## Start

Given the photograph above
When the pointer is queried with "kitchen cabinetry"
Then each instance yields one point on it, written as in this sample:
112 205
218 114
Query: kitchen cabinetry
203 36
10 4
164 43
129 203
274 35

## End

### TO BE DONE
Rewrite every line of the data above as a numbered list, leaving out any blank lines.

### SOLUTION FOR THIS EXERCISE
1. Given the photograph above
2. When the pointer is queried with "kitchen cabinetry"
3. Then each instance yields one point on it, written as in this sample:
4. 112 205
5. 218 114
6. Query: kitchen cabinetry
7. 203 36
8. 10 4
9. 164 43
10. 129 203
11. 274 35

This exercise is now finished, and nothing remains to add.